## [GIVEN REQUEST]
Please copy the records from the line with "Return the mask of every instance of the blue" up to and including the line with "POLYGON ((623 385, 620". Leave the request wording and its layout samples unchanged, scale every outline coordinate in the answer by 0.7 and round each result to a whole number with halves going up, and return only those lines.

## [RECORDS FOR PROCESSING]
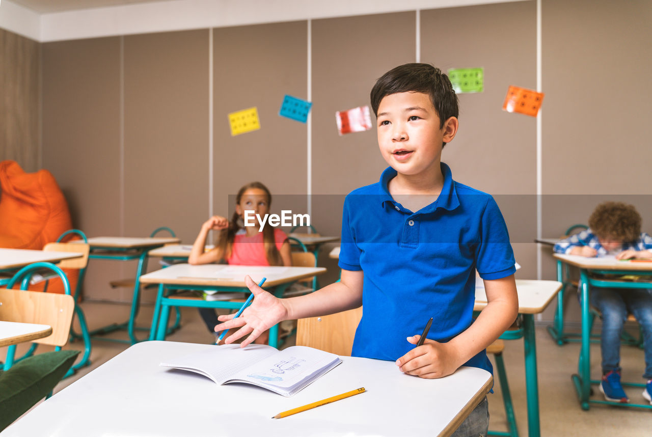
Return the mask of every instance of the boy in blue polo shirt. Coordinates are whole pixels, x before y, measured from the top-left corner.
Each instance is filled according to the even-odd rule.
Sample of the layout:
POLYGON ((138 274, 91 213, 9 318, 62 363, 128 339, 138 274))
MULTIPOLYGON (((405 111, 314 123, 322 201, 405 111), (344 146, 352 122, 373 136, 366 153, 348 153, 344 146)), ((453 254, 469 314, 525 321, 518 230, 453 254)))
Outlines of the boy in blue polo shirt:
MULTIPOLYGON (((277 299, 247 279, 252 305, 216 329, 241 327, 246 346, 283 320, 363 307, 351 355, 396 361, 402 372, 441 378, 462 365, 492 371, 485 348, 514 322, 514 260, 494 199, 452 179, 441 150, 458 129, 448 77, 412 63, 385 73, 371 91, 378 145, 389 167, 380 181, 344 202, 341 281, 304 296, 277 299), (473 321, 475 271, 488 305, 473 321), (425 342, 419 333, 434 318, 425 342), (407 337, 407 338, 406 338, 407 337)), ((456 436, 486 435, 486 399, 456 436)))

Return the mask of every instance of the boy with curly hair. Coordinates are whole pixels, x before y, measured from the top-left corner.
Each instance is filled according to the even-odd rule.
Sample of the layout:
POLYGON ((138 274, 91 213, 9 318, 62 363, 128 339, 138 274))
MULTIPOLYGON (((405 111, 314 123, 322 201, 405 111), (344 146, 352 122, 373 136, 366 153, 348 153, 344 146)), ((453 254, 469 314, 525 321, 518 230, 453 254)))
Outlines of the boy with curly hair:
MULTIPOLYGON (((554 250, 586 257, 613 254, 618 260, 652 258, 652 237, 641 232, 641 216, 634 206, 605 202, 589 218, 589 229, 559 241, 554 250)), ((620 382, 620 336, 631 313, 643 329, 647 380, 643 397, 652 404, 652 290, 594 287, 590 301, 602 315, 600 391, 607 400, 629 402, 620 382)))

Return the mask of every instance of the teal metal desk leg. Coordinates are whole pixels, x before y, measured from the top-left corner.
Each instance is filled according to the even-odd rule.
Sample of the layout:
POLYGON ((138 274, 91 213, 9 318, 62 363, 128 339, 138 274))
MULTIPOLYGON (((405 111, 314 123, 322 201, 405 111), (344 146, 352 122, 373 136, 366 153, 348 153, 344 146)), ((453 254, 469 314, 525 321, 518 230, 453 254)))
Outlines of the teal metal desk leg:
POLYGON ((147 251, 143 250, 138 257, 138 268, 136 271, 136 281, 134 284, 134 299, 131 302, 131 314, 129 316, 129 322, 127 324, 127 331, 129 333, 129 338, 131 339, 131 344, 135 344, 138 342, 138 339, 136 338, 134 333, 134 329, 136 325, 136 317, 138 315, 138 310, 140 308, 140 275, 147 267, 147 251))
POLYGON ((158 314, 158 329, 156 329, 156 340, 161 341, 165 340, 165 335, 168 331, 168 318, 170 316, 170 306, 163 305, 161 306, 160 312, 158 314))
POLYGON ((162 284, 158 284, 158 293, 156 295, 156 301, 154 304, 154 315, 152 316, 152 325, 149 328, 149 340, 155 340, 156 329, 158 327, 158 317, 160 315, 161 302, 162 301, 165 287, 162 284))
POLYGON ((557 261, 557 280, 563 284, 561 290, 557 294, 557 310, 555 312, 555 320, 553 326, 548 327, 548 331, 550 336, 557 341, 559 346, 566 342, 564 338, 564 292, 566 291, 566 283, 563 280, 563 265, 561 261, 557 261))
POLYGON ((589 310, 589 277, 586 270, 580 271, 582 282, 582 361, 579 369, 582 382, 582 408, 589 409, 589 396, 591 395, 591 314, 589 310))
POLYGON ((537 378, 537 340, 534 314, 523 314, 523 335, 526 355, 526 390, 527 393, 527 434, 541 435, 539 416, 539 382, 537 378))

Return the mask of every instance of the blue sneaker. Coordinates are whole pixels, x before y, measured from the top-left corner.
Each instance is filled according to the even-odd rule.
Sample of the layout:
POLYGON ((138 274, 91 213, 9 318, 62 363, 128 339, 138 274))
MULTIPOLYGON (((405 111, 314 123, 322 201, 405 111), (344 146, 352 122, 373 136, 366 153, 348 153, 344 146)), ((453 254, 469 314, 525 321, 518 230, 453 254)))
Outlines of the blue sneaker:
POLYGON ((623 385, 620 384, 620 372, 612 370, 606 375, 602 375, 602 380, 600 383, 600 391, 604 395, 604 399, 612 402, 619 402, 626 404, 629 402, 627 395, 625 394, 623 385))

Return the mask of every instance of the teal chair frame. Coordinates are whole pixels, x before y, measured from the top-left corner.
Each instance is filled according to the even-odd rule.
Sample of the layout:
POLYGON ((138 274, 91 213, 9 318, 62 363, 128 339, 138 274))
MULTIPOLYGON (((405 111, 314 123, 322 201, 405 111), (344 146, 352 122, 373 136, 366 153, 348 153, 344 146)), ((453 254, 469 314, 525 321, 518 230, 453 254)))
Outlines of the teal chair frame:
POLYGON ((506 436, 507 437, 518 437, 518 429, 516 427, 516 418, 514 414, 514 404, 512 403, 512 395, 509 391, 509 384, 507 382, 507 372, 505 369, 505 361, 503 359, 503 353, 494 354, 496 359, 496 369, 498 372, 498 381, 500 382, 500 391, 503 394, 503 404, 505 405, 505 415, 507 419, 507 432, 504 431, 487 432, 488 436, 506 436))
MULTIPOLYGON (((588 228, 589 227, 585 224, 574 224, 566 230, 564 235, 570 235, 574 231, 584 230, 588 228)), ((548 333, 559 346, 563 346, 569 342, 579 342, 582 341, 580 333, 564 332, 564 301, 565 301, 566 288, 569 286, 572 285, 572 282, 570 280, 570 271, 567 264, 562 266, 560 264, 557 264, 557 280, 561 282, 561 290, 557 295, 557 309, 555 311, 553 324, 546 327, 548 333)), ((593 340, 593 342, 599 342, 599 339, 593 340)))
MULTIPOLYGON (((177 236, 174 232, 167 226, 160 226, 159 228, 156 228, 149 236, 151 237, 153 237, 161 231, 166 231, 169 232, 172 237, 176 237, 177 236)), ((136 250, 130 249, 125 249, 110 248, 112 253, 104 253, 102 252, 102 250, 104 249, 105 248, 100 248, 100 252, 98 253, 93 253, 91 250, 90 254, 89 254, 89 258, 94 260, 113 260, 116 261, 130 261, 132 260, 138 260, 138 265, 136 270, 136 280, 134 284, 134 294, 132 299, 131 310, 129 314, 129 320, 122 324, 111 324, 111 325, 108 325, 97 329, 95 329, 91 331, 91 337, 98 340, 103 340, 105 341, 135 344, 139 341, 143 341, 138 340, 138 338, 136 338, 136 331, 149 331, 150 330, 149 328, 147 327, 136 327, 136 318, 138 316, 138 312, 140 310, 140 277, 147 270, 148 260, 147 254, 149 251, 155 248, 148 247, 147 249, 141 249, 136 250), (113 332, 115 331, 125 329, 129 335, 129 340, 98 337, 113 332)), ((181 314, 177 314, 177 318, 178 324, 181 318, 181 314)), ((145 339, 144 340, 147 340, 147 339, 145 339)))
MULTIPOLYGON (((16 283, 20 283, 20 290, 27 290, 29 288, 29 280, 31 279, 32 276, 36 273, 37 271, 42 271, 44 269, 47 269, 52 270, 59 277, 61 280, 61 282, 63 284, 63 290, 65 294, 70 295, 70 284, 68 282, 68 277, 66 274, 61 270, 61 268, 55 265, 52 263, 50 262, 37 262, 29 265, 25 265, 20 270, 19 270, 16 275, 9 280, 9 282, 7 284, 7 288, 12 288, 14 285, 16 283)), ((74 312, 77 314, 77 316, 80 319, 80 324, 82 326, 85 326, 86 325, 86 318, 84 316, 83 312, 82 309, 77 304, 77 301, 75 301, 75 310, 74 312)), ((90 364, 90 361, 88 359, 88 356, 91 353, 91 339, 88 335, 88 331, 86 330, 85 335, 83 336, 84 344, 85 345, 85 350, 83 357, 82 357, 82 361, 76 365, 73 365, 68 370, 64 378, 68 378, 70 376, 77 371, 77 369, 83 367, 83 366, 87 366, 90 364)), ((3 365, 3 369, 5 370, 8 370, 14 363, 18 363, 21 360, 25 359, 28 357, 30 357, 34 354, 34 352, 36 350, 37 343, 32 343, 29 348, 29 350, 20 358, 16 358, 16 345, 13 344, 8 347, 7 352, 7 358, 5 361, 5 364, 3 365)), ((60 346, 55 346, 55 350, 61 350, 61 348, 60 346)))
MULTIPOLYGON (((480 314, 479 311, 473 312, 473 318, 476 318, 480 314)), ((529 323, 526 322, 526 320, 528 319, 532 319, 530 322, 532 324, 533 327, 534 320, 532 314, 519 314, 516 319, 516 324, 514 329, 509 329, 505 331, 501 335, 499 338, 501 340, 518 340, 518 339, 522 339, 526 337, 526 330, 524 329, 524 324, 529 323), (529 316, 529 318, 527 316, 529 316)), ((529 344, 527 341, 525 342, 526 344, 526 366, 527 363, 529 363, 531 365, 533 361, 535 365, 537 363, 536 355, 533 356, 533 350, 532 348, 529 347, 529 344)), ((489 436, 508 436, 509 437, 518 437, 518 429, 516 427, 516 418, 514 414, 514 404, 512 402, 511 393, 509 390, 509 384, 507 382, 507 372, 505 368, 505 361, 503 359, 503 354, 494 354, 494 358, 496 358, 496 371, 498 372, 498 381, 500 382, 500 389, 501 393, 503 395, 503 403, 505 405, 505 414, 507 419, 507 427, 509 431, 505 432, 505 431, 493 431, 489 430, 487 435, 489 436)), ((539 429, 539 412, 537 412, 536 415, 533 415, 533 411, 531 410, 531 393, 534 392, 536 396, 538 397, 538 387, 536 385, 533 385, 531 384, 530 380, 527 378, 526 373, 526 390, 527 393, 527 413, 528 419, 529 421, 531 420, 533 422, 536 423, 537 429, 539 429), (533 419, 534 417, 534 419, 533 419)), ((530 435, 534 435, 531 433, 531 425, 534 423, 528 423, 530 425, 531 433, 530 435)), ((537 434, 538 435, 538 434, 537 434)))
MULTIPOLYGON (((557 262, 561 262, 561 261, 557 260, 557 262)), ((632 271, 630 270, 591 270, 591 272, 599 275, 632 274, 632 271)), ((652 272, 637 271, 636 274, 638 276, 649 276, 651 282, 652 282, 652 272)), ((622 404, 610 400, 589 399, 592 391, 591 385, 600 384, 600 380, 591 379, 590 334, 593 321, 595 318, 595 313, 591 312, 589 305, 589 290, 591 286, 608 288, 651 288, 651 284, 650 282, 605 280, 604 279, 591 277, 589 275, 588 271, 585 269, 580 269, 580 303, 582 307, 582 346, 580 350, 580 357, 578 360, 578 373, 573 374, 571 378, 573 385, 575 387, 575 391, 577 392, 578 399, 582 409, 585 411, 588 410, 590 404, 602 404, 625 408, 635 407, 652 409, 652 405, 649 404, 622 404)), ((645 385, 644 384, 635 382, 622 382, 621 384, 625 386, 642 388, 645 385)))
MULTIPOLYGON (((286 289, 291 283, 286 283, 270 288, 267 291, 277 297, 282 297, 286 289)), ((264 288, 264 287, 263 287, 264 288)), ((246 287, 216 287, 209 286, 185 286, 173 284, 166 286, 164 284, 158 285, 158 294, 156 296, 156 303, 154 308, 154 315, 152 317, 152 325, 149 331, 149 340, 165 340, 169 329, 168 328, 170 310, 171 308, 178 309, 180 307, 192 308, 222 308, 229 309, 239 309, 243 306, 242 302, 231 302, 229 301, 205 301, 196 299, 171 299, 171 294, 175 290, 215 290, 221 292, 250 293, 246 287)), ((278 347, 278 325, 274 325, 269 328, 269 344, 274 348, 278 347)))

## [TASK SOLUTION]
Return the mask of every instance of the blue sneaker. Coordinates are whole pixels, x before y, measured from the top-left corner.
Each instance is filled according to the even-odd rule.
Sample of the layout:
POLYGON ((138 274, 91 213, 9 318, 62 363, 128 339, 138 274))
MULTIPOLYGON (((405 111, 314 123, 322 201, 405 111), (344 146, 352 122, 373 136, 366 153, 348 153, 344 146)), ((453 254, 469 314, 525 321, 518 230, 453 254)))
Outlines of the blue sneaker:
POLYGON ((436 270, 434 269, 434 260, 428 259, 424 263, 421 263, 421 266, 420 268, 420 274, 423 277, 423 279, 428 281, 433 281, 438 283, 440 281, 439 277, 438 276, 436 270))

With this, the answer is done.